Filter the records for "branch" and keep each line that has it.

######

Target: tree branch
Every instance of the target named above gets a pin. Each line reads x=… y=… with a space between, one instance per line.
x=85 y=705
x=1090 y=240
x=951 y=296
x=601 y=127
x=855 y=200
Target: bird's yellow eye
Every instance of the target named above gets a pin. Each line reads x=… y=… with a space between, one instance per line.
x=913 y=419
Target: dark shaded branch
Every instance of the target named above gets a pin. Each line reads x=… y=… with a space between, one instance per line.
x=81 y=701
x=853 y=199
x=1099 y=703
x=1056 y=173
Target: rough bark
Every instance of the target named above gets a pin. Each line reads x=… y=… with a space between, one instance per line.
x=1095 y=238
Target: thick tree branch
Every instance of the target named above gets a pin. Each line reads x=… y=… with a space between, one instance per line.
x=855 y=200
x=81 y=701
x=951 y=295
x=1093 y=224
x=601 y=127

######

[TASK SOLUTION]:
Target: tree branch
Target: dark shaded branch
Target: thick tree branch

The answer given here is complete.